Problem description> In the listing below, change each "Target" to "Object" and write out all the lines again with nothing else altered. Leave the pictures out.

Information provided>
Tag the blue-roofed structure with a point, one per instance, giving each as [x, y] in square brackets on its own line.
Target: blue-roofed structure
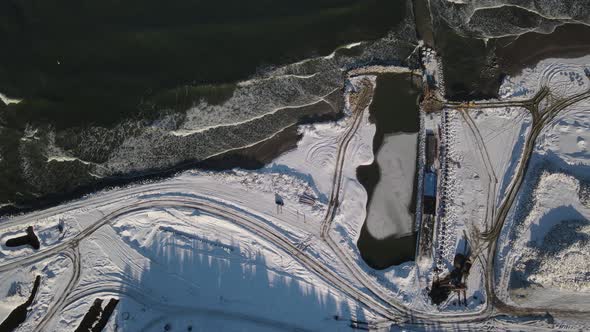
[430, 184]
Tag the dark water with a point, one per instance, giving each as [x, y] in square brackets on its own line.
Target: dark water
[19, 314]
[80, 62]
[394, 110]
[98, 73]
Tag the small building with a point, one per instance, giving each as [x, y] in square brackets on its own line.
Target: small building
[431, 148]
[308, 199]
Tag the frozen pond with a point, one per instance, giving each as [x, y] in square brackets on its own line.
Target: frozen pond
[389, 211]
[387, 237]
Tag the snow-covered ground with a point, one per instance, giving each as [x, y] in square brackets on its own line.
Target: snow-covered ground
[180, 266]
[543, 249]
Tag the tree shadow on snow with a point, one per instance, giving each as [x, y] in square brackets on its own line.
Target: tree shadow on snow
[195, 283]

Written solution>
Tag the blue-roofed structure with a point, one per instance, giving each as [x, y] in square brackets on its own line.
Object: blue-roofed structure
[430, 184]
Tag the dark water with a point, one per instance, giving each as [x, y] in square brackets on its own line.
Object: dark water
[19, 314]
[80, 62]
[394, 110]
[98, 73]
Tag the small building with a point, one per instance, giving each as [x, y] in square brackets on its own line.
Object: small building
[431, 148]
[308, 199]
Tag the frozen pond with a point, one per instance, giving each as [x, y] in square brackets on its own line.
Object: frozen pond
[389, 211]
[387, 237]
Tag the snow-covered ground with a point, one per instance, giving each as [x, y] in square brackets on its own line.
Object: snow-covered ground
[180, 266]
[543, 249]
Tag the tree shadow on snow with a point, one per instance, giving each as [x, y] in square brackets on its own line.
Object: tree shadow on snow
[195, 283]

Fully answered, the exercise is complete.